**Passage to read:**
^^^^^^^^

How about an Award for
by Bill McNeill Ross
I read a dispatch in Maura Welch's excellent Boston Globe 'Business Filter' blog about Exxon's enormous profits, coming "at a time when U.S. consumers have seen what many call price-gouging, and little is being done to develop new sources of fuel."
Why is that? We've seen that when we are deeply dependent on energy sources located within foreign lands, conditions can become more difficult to control than expected, and costs can run quite high. One shudders to think what tiny fraction that investments in renewable, 'green energy' represent, across both government and business, vs. research on more efficient ways to pump oil out of the ground.
MIT presents an award every year, the $500,000 Lemelson-MIT Prize, which is the largest single cash prize for invention in the United States. It's given to an individual 'who demonstrates remarkable inventiveness and creativity, and a proven commitment to inspiring others.' This is a wonderful thing, of course. MIT doesn't stop there: the Sloan eBusiness Awards 'recognize outstanding achievements by companies and individuals who have made innovative contributions in eBusiness.'
But once, reading about the most recent recipient of one of these awards, I found myself wishing someone gave an award specifically for helping to un-do a lot of what technologies have done; things like toxic waste, or fluorescent lights, for instance. True, the damaging technologies might turn out to include some past awardwinners. But sometimes an institution's gotta do what an institution's gotta do.
How about plastic? Doesn't it seem like very single item you buy these days has a layer if not two of plastic? As I understand it, that stuff is not going to go away. According to The Observer, plastic bottles can last for 450 years. The 500 billion plastic bags a year used worldwide will each take from months to hundreds of years to break down, and as they decompose, toxic particles seep into the soil and water.
Currently, it is being left to some hoped-for genius in the 22nd century to figure a way to break plastic down into its basic elements, so that those molecules can peacefully re-enter the ecosystem. Said inventor will surely have plenty of raw material to experiment on, thanks to us. Let's hope Buckminster Fuller was right when he argued that, 'Pollution is nothing more than an unharvested resource.'
Wouldn't it be nice if MIT or someone was giving an annual award for that sort of achievement? Technology, after all, is the application of science, presumably to problems that people have. And we've got some problems, people.
Has anyone planned how we're going to keep track of all those nanobots they're designing now, for instance? You know, the ones that will be invisible to the human eye? That's going to be a growth business at some point in the near future. And what about climactic climate change, with all those low-lying coastal cities in the world slated to be enjoying progressively higher tides in the coming years? We're going to need some very innovative ideas indeed.

^^^^^^^^

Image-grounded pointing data

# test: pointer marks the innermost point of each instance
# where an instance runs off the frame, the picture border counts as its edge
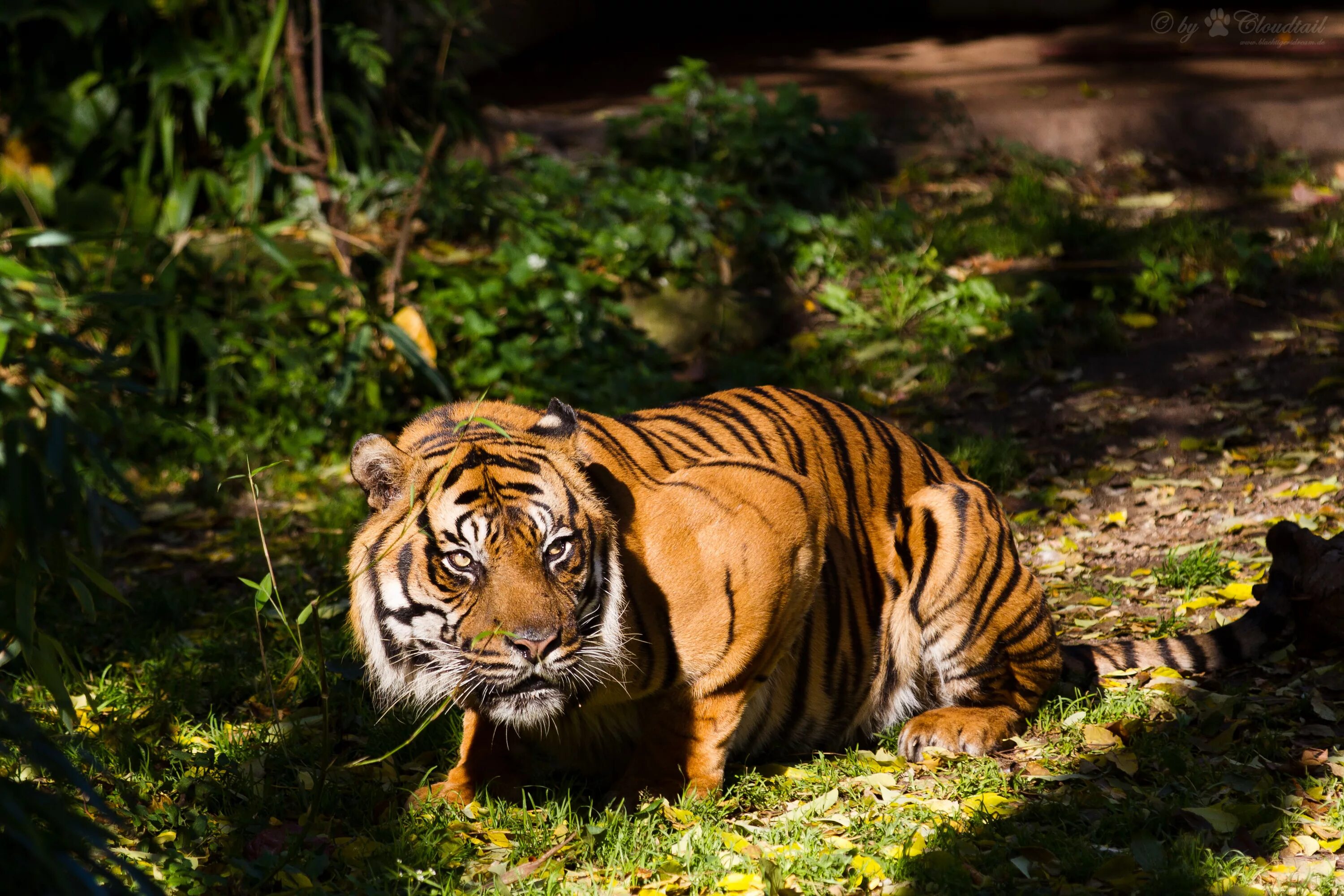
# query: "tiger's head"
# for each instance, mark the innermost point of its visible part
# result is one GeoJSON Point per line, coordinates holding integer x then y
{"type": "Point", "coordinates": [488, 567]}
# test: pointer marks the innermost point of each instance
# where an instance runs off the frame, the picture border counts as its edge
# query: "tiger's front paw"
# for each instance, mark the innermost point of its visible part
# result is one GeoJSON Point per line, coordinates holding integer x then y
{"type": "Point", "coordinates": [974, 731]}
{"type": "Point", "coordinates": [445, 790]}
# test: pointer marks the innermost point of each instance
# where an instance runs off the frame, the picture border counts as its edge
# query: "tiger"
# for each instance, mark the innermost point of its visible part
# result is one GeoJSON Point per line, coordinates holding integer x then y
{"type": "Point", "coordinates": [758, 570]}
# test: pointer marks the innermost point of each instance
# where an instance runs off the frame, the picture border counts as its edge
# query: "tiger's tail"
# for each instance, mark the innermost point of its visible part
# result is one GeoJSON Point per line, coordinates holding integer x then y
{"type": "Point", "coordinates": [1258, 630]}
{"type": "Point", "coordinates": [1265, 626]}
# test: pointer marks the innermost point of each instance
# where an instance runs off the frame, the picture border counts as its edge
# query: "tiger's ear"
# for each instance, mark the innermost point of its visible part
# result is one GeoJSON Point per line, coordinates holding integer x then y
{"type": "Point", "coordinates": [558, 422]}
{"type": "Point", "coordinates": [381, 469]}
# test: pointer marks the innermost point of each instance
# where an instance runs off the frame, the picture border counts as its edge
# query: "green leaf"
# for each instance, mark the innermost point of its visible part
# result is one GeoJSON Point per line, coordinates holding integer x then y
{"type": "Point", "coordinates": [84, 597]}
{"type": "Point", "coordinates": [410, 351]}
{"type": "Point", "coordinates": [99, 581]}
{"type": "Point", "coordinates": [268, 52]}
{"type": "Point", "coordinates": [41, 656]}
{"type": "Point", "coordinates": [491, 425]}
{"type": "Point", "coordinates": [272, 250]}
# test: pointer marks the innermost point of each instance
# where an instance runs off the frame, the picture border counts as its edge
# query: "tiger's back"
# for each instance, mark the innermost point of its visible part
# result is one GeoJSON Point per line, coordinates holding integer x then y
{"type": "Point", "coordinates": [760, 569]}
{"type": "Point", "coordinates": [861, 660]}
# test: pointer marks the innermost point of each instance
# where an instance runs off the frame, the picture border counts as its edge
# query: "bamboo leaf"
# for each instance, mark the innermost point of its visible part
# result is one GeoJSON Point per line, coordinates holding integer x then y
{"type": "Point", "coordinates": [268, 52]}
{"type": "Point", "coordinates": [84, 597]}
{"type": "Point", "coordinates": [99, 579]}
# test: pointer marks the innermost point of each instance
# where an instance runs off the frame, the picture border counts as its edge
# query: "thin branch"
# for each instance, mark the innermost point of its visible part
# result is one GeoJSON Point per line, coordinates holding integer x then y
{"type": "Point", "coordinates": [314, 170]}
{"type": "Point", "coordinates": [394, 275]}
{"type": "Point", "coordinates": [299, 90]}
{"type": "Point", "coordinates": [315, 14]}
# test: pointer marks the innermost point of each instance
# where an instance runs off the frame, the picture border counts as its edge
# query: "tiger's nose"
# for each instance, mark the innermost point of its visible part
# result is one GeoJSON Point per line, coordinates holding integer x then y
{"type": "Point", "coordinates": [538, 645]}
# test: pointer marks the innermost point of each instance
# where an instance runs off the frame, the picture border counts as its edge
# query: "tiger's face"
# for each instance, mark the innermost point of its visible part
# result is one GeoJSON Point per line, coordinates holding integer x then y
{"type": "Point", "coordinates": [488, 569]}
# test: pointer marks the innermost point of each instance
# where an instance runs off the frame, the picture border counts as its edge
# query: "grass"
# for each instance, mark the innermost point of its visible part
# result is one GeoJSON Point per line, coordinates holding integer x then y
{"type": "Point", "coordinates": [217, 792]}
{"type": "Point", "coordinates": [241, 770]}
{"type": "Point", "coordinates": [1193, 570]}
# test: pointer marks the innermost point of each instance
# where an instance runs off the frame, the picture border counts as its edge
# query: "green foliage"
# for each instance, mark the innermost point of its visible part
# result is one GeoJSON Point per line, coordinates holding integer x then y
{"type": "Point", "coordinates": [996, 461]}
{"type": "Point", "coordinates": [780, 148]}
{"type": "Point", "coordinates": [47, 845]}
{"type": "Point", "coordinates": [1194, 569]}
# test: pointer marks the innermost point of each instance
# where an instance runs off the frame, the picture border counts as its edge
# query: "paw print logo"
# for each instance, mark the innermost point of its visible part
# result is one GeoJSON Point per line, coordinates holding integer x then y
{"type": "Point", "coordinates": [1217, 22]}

^^^^^^^^

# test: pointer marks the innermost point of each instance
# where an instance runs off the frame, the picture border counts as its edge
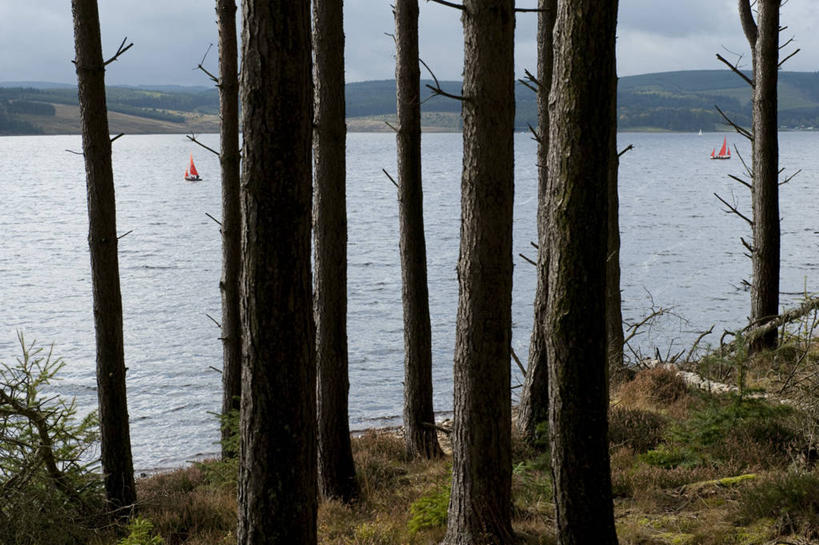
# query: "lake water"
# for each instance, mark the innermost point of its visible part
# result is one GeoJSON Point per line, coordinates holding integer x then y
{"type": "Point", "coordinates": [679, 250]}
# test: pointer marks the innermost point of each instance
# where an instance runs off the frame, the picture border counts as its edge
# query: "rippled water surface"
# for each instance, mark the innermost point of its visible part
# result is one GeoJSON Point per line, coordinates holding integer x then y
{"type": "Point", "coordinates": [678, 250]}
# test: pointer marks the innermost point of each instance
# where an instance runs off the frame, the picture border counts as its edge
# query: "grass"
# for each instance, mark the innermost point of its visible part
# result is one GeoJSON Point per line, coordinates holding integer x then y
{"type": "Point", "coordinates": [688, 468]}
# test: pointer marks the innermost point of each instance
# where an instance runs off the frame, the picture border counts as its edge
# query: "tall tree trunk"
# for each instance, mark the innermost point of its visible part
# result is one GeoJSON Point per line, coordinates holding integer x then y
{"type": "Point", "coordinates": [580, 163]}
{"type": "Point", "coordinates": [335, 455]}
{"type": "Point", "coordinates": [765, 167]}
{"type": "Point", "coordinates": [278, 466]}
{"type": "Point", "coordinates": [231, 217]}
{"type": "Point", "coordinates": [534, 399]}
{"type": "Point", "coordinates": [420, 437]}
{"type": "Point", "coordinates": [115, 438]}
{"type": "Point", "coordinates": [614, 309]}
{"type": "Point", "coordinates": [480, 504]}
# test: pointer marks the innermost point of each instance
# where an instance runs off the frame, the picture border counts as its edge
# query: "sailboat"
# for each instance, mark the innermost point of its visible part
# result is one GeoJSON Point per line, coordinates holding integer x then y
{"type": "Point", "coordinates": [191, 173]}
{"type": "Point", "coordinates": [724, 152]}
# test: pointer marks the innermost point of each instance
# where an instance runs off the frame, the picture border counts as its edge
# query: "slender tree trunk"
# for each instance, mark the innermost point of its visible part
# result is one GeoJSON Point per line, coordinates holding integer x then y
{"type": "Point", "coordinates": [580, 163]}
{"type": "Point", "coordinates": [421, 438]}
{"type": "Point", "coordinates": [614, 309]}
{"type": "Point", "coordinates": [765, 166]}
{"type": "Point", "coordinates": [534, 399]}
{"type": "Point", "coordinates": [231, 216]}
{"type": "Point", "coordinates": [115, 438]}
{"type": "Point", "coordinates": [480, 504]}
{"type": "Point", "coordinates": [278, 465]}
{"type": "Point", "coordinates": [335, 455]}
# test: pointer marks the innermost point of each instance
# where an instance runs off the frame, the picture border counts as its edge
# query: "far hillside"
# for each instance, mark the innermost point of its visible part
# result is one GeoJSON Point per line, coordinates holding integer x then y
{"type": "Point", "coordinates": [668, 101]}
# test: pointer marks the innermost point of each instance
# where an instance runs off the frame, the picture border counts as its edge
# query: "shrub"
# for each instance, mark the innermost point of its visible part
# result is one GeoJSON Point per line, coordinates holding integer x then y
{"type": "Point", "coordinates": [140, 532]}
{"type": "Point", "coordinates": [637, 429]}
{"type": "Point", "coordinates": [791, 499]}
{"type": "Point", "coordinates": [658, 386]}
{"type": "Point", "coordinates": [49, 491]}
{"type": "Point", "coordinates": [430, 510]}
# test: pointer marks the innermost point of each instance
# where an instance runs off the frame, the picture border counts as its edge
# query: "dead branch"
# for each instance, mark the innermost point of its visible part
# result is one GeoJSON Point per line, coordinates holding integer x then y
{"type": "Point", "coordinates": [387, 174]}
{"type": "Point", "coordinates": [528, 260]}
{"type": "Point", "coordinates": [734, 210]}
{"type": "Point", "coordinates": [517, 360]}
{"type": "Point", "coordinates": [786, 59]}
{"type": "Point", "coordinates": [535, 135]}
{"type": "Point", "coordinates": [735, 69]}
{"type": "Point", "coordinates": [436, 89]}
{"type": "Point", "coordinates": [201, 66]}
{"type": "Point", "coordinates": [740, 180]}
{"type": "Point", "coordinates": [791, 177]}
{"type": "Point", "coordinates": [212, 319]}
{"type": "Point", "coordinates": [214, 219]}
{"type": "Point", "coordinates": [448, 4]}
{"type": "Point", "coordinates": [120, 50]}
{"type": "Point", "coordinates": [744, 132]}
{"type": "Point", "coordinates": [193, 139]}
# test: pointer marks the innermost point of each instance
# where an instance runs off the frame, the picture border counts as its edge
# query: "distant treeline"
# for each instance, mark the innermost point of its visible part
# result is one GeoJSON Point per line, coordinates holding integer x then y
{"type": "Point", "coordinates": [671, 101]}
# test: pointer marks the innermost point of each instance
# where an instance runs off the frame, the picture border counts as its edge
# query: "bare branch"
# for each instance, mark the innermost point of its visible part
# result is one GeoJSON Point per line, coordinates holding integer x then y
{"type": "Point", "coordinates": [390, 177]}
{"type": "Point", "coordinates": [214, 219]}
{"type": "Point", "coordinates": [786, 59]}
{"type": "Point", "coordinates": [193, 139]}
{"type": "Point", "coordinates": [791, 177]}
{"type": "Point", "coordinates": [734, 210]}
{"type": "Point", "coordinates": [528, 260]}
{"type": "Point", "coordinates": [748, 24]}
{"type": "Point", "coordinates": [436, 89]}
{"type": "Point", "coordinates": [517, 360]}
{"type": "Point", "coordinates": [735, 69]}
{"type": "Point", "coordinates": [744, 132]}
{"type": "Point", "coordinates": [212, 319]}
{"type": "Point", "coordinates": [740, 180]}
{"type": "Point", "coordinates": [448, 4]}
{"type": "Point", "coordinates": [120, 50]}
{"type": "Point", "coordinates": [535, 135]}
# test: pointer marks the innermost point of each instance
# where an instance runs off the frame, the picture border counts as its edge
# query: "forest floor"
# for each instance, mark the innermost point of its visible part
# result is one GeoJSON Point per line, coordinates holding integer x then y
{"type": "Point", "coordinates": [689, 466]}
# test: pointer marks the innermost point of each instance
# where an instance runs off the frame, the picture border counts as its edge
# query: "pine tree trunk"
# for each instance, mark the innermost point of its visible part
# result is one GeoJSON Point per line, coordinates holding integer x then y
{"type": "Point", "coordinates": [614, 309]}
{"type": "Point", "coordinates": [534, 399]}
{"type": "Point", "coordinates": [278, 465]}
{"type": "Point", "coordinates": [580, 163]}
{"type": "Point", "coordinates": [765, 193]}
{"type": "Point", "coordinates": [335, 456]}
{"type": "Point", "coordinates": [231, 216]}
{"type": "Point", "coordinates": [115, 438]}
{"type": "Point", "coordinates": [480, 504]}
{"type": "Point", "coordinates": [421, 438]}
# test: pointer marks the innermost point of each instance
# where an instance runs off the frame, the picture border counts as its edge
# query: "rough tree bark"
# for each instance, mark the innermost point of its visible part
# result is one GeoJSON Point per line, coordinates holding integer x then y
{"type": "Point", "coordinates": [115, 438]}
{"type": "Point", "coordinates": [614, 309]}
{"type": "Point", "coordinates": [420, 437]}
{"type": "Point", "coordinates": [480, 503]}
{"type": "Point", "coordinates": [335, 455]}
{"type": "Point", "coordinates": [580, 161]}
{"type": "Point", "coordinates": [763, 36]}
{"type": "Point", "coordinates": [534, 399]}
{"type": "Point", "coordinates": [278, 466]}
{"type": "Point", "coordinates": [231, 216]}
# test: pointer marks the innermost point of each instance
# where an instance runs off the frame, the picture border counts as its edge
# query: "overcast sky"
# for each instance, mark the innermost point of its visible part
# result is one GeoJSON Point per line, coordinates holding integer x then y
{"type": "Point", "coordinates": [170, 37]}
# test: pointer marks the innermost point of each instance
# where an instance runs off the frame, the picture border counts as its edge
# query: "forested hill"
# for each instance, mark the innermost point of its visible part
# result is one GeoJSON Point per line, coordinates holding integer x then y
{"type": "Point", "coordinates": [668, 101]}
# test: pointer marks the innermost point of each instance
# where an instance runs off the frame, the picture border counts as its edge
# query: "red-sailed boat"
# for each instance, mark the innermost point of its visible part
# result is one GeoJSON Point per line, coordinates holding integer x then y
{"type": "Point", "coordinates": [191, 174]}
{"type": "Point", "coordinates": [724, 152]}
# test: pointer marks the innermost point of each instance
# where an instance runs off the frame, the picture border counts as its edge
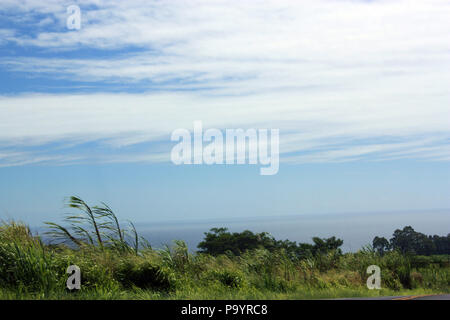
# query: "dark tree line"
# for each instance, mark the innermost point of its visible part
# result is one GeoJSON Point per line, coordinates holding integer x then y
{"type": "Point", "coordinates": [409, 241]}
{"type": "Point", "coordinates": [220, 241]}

^^^^^^^^

**Work request A:**
According to the essay proposing a new award, how long can plastic bottles last?
**Work request B:**
Pull out the stretch of the essay proposing a new award from "How about an" through "of the ground.".

**Result A:**
Up to 450 years.

**Result B:**
How about an Award for
by Bill McNeill Ross
I read a dispatch in Maura Welch's excellent Boston Globe 'Business Filter' blog about Exxon's enormous profits, coming "at a time when U.S. consumers have seen what many call price-gouging, and little is being done to develop new sources of fuel."
Why is that? We've seen that when we are deeply dependent on energy sources located within foreign lands, conditions can become more difficult to control than expected, and costs can run quite high. One shudders to think what tiny fraction that investments in renewable, 'green energy' represent, across both government and business, vs. research on more efficient ways to pump oil out of the ground.